+++ Provided records

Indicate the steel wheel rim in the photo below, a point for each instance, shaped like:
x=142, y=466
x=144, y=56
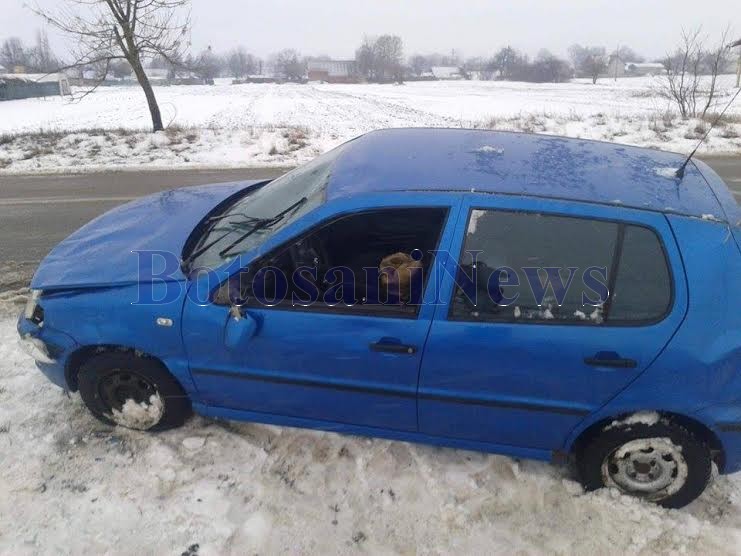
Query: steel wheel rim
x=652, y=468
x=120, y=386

++++++
+++ Provided records

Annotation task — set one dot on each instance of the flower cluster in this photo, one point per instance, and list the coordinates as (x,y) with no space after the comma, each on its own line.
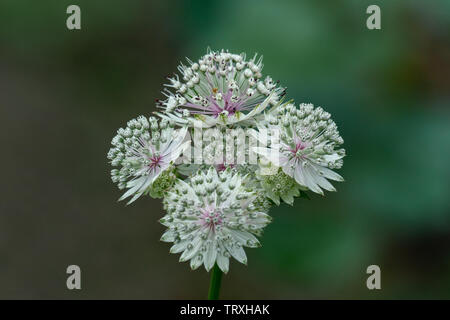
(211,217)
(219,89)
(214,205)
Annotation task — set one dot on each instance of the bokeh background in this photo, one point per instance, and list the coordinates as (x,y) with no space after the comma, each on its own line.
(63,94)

++++++
+++ Provided records

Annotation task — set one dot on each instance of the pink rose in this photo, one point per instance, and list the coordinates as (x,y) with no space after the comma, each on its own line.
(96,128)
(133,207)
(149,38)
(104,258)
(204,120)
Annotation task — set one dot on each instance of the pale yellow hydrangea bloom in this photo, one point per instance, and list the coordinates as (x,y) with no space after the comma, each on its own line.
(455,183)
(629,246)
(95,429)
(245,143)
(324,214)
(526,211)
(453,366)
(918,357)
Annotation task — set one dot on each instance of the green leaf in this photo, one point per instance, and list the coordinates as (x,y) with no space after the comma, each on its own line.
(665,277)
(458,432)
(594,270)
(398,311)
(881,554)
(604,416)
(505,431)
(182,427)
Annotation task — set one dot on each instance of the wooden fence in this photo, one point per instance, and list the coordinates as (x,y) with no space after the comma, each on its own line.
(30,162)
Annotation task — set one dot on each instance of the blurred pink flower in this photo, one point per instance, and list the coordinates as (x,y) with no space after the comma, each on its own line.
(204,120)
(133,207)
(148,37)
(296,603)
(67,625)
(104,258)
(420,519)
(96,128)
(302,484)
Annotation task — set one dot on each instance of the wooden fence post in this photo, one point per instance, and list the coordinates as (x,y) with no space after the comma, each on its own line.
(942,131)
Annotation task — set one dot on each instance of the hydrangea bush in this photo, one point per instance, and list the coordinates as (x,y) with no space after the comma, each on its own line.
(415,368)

++++++

Exercise instructions
Pick out every line above that contains the word "fence" and copy each one in full.

Exercise result
Annotation task — set one dot on each instance of the wooden fence in this photo, one point per instance, and list the coordinates as (x,y) with no space after the comma, each on its own line.
Annotation task — set one dot on each instance of the wooden fence post in this photo, one point per instance, and list the coordinates as (x,y) with no space after the comma, each on its own line.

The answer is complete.